### Texto del ejercicio
Uno de los trabajos más admirados de Ruysch eran los famosos grupos escultóricos fabricados con miembros humanos y fetos de bebés. Aquellas composiciones o dioramas – de los que no nos han llegado más que dibujos – pretendían trasladar un mensaje moralizante al espectador. Fabricados “con esqueletos de pequeños abortos, arterias que semejaban árboles, cálculos renales, tumores y órganos extraídos a pacientes y cadáveres”, su única intención era reflejar la banalidad de nuestras vidas.
Según el doctor González Crussí, Ruysch disponía los cadáveres en su gabinete “en posiciones dramáticas, como si fueran actores en la escena. Un cadáver parecía tocar el violín", "un esqueleto adoptaba una posición llorosa, y parecía estar secándose las lágrimas con un pañuelo”, “otro descansaba en un paisaje surrealista, en el cual los árboles eran tráqueas con bronquios disecados”, “mientras que las piedras sobre el suelo eran figuradas por vesículas y cálculos biliares”.

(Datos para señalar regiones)
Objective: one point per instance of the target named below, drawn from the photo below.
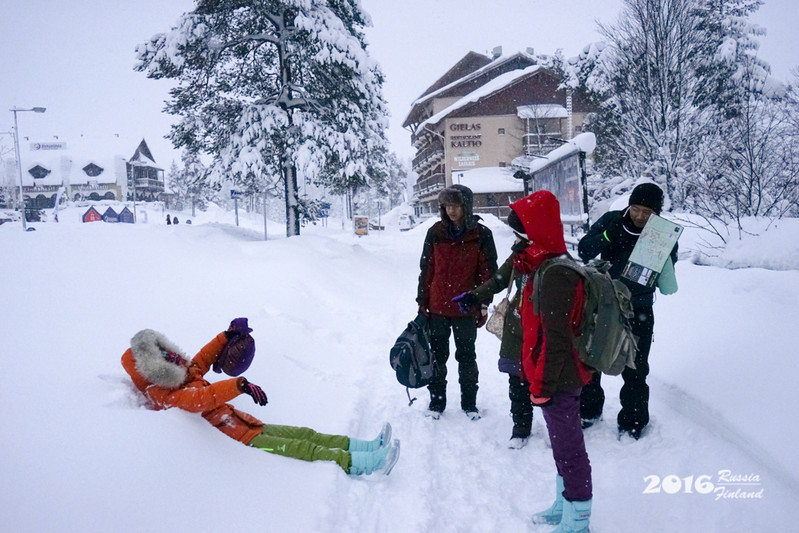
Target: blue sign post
(236, 195)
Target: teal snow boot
(553, 514)
(380, 461)
(382, 440)
(576, 516)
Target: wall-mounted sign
(471, 137)
(467, 159)
(562, 178)
(49, 146)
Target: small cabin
(126, 216)
(110, 215)
(92, 215)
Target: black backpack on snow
(411, 357)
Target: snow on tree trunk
(279, 91)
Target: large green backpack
(605, 342)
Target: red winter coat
(549, 356)
(168, 385)
(453, 265)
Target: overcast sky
(75, 57)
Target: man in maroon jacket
(459, 254)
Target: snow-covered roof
(500, 82)
(542, 111)
(494, 64)
(584, 142)
(488, 180)
(68, 159)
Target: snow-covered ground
(79, 452)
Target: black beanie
(648, 195)
(516, 223)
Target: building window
(38, 172)
(92, 170)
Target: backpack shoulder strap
(567, 262)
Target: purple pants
(562, 416)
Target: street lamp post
(19, 162)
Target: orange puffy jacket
(194, 394)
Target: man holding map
(641, 268)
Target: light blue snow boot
(380, 461)
(576, 516)
(554, 513)
(383, 439)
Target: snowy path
(326, 308)
(456, 475)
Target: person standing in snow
(613, 238)
(167, 378)
(458, 255)
(549, 356)
(510, 350)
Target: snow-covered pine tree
(647, 91)
(275, 91)
(749, 166)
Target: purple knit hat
(236, 357)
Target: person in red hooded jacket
(549, 355)
(167, 378)
(458, 255)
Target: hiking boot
(517, 443)
(380, 461)
(554, 513)
(586, 423)
(634, 432)
(438, 402)
(382, 440)
(469, 398)
(473, 414)
(521, 431)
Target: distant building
(478, 117)
(92, 215)
(145, 180)
(87, 168)
(110, 215)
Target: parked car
(406, 222)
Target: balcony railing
(428, 156)
(429, 185)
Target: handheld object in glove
(466, 301)
(254, 391)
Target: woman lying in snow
(169, 379)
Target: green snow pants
(304, 443)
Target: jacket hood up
(458, 194)
(147, 347)
(540, 216)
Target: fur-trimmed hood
(458, 194)
(147, 347)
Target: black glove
(257, 393)
(466, 301)
(482, 318)
(615, 231)
(519, 246)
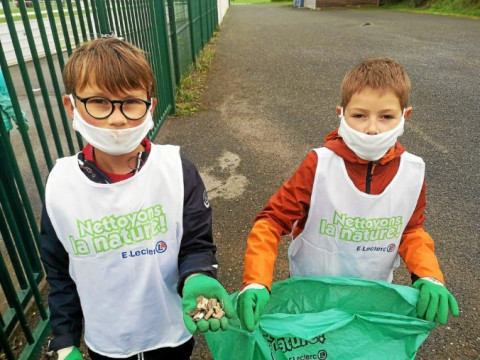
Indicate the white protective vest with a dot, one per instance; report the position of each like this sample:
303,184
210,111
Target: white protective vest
123,241
350,233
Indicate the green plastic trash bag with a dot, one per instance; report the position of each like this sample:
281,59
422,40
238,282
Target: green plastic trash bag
328,318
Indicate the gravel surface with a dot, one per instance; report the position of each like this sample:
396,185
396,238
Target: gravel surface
271,97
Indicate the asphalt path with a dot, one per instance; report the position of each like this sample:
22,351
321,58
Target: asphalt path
271,97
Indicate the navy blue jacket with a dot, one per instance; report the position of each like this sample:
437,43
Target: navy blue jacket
197,255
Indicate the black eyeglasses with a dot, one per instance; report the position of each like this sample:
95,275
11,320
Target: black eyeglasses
101,108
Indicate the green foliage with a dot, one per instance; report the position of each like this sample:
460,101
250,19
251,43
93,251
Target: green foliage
190,90
448,7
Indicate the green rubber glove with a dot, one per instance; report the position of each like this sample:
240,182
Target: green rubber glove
250,306
69,353
434,301
210,288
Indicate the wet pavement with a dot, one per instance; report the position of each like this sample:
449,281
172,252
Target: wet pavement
271,97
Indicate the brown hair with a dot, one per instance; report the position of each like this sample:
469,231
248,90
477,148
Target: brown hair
111,64
381,73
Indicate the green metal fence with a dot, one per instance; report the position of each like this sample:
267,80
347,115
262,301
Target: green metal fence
36,38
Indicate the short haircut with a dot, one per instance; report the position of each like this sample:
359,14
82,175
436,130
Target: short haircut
111,64
382,73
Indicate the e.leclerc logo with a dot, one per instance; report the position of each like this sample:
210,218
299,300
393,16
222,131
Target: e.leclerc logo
160,247
388,248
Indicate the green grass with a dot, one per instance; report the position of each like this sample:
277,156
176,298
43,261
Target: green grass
437,9
462,8
192,86
258,2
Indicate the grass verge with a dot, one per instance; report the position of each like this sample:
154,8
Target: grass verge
192,86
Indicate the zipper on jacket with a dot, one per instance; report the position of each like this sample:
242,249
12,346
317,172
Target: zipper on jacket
368,180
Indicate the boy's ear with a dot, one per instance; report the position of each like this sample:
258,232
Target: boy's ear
67,104
408,112
154,103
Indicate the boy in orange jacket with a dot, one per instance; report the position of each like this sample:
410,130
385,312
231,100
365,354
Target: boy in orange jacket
354,205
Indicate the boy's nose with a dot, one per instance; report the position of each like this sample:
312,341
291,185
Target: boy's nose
117,118
372,128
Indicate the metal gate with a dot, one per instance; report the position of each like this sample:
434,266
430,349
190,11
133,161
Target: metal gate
36,38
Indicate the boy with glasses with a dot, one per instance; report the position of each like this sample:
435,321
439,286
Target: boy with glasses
126,226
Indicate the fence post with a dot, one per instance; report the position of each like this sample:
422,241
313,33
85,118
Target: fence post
174,39
102,17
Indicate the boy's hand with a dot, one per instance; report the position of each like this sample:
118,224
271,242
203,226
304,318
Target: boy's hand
70,353
434,301
209,288
251,304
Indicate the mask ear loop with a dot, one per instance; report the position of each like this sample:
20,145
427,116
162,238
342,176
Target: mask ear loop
72,100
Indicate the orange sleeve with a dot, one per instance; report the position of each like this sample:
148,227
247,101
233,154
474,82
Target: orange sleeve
287,209
417,248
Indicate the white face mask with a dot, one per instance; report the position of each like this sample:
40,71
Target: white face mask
370,147
112,141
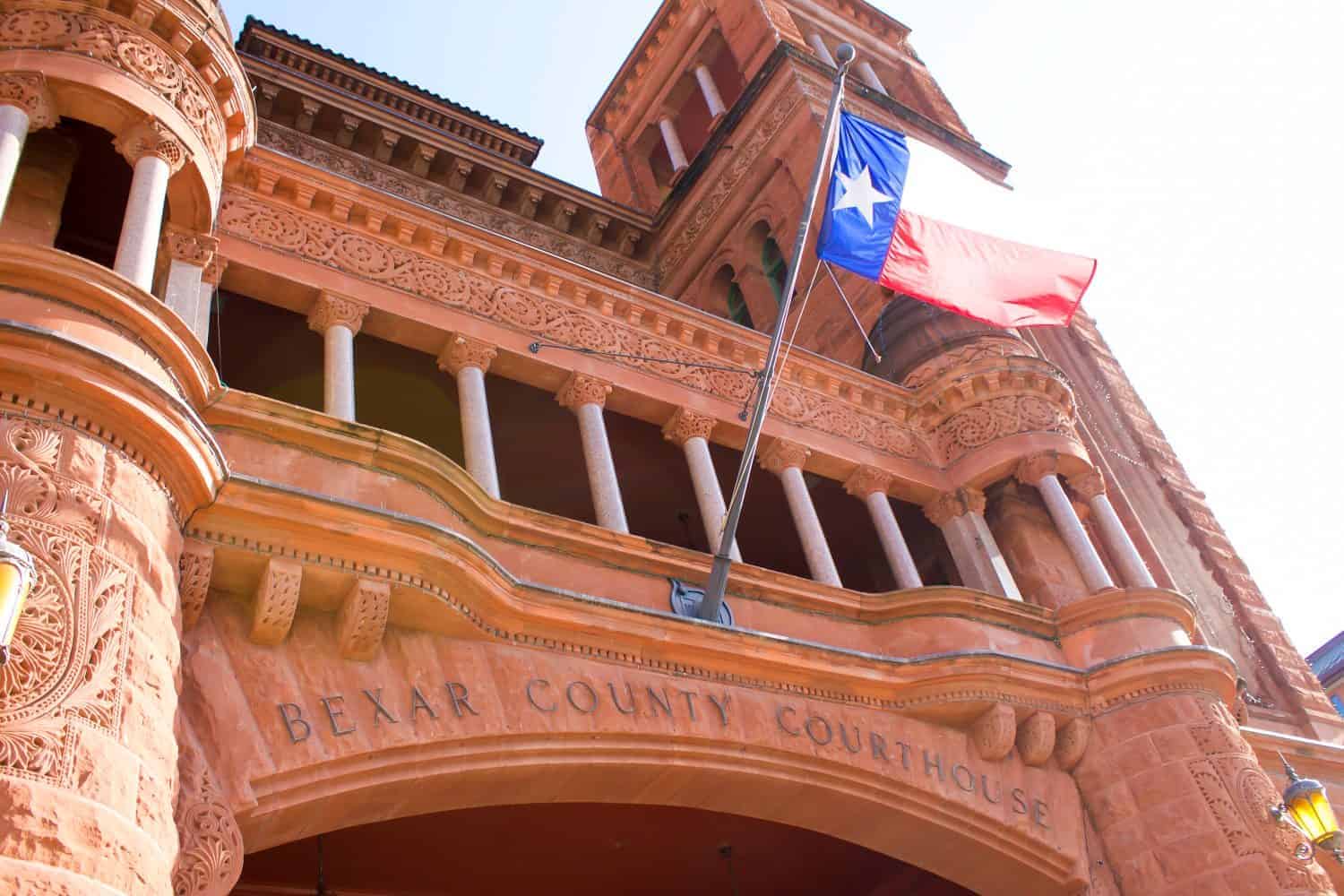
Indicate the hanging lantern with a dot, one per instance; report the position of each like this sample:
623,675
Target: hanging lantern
1306,807
16,573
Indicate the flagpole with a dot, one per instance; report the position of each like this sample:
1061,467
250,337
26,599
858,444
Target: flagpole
722,560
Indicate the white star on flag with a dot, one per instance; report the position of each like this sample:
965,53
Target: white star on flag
860,194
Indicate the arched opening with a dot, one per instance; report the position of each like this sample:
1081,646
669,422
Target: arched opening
94,202
583,848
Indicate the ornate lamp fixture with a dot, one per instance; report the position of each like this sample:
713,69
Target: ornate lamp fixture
16,573
1306,809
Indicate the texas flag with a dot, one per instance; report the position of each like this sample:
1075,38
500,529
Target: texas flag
989,280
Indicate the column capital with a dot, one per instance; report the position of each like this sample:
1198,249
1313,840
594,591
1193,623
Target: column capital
214,271
581,389
1035,468
687,425
188,246
29,91
949,505
867,479
1088,485
335,311
462,351
152,137
782,454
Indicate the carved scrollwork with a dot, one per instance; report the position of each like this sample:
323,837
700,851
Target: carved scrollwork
104,37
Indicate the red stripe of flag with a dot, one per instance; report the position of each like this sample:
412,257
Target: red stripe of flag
978,276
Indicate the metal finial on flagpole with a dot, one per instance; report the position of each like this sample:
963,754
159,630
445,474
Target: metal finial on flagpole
722,562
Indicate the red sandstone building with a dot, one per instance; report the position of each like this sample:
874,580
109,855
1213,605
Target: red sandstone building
343,587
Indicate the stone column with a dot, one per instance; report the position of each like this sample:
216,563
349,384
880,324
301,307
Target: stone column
210,280
870,77
691,432
586,397
785,460
1040,470
819,47
188,255
672,142
155,155
710,90
961,516
1179,801
468,359
1091,487
870,485
338,320
24,105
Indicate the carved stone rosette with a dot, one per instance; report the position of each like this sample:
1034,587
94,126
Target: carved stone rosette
687,425
464,351
29,91
89,694
335,311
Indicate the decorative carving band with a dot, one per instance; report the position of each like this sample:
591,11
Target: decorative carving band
581,389
687,425
210,858
188,246
1088,485
97,34
152,137
29,91
995,732
949,505
409,271
464,351
333,311
782,454
867,479
1032,469
194,568
1037,737
276,600
363,619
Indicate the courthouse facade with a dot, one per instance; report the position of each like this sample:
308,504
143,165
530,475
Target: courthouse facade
365,470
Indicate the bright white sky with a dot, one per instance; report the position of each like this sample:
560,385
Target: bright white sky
1193,147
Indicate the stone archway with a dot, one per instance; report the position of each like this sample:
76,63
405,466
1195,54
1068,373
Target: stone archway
306,743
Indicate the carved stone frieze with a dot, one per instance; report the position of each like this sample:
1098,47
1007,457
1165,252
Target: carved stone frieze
687,425
397,183
210,857
152,137
550,319
867,479
336,311
464,351
965,354
362,618
29,90
978,425
581,389
782,454
102,35
194,568
276,600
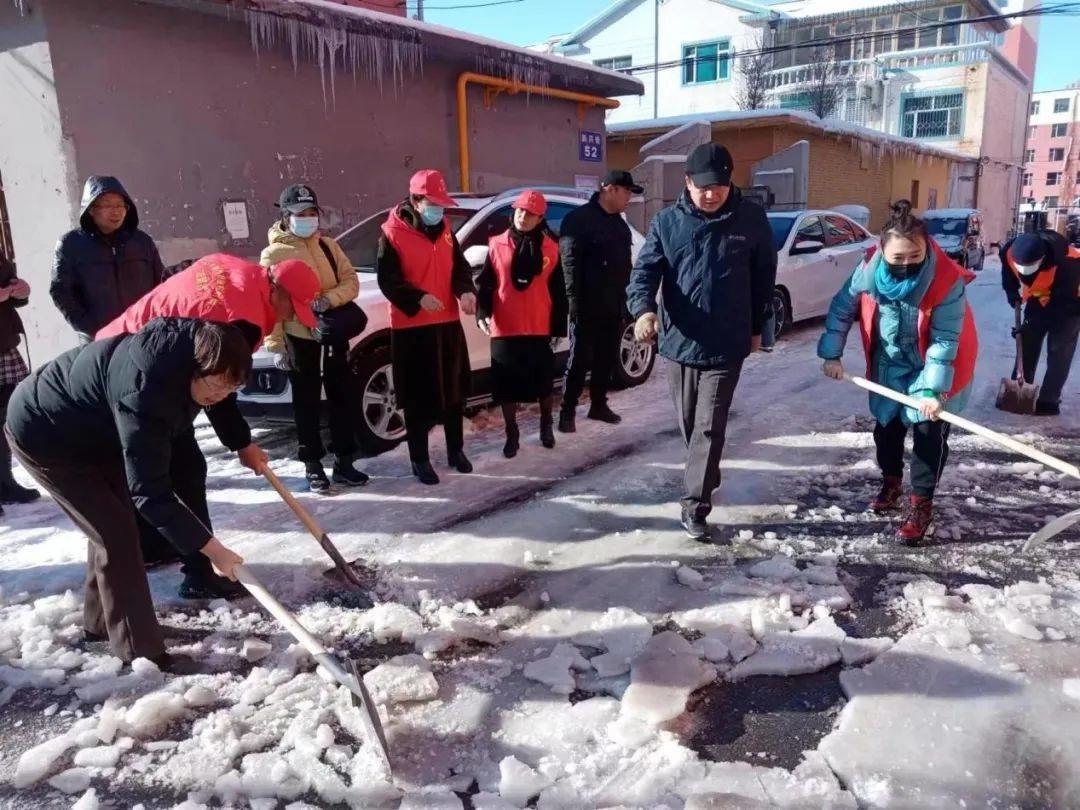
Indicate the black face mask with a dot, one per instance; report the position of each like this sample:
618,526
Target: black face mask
904,271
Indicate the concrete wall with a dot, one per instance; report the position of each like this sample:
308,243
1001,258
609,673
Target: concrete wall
38,170
177,105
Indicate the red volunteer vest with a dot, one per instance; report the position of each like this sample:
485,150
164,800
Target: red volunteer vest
946,274
427,266
217,287
521,312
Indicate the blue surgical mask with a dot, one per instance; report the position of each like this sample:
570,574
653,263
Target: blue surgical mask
304,227
432,214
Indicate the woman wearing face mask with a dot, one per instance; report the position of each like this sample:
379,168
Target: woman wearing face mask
426,278
522,305
919,336
311,365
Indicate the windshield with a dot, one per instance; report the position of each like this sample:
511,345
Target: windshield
781,227
947,227
361,244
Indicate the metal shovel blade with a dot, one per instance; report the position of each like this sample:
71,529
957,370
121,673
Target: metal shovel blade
1052,529
1016,396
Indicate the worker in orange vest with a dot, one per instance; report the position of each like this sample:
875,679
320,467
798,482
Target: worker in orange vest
1042,271
522,305
426,278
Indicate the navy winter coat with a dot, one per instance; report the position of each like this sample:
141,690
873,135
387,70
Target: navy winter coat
96,278
715,275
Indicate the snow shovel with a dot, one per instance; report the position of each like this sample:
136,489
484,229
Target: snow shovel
353,683
1017,395
345,568
1054,527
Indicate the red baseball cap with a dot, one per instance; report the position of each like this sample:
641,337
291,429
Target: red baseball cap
531,201
430,184
297,279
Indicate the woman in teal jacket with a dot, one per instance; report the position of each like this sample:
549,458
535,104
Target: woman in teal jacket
919,336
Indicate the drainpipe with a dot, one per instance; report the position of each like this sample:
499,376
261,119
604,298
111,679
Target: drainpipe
494,86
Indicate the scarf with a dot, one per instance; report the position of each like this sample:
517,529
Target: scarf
528,255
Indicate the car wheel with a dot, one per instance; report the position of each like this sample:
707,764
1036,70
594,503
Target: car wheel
781,311
379,422
635,361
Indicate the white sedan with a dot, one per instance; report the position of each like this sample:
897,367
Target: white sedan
817,253
379,421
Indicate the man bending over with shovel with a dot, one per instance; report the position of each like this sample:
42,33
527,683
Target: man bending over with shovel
1042,271
221,288
97,429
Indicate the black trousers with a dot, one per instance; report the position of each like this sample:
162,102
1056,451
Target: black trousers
702,399
187,470
594,347
315,366
1061,334
931,453
418,426
117,602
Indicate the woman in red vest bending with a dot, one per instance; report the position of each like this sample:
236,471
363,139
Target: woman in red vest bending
426,278
919,336
522,305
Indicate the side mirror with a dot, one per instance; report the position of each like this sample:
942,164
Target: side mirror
806,246
476,256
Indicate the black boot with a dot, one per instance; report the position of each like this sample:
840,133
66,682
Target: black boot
316,477
513,434
566,421
459,462
547,434
346,474
424,472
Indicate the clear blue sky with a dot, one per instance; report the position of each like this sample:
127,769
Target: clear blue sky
529,22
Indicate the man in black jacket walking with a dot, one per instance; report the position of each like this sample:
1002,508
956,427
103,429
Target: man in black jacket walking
106,264
713,258
595,251
98,429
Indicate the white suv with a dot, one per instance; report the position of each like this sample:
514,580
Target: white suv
379,421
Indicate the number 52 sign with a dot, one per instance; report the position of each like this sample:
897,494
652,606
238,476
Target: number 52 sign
591,147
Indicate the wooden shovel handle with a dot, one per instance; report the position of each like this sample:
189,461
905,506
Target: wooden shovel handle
1000,439
294,504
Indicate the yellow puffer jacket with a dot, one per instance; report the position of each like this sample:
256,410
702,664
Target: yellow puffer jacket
341,289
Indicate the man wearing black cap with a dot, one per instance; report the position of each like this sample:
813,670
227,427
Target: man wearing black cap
1042,271
594,248
712,257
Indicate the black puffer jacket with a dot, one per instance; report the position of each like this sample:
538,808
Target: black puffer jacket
121,400
594,247
97,277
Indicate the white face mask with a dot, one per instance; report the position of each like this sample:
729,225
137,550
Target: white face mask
1027,269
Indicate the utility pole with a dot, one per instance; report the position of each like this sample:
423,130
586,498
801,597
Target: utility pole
656,58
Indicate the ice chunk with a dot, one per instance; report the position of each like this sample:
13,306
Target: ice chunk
86,801
555,671
689,578
859,651
73,780
662,677
256,649
102,756
402,678
518,783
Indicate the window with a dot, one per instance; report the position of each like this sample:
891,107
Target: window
616,63
932,117
705,63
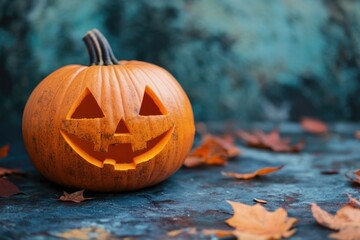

### Solicitud de trabajo
Transcribe sin cambios el fragmento del texto sobre los grupos escultóricos de Ruysch que va desde "Uno de los trabajos" hasta "de nuestras vidas.", ambos incluidos.

### Resultado de la tarea
Uno de los trabajos más admirados de Ruysch eran los famosos grupos escultóricos fabricados con miembros humanos y fetos de bebés. Aquellas composiciones o dioramas – de los que no nos han llegado más que dibujos – pretendían trasladar un mensaje moralizante al espectador. Fabricados “con esqueletos de pequeños abortos, arterias que semejaban árboles, cálculos renales, tumores y órganos extraídos a pacientes y cadáveres”, su única intención era reflejar la banalidad de nuestras vidas.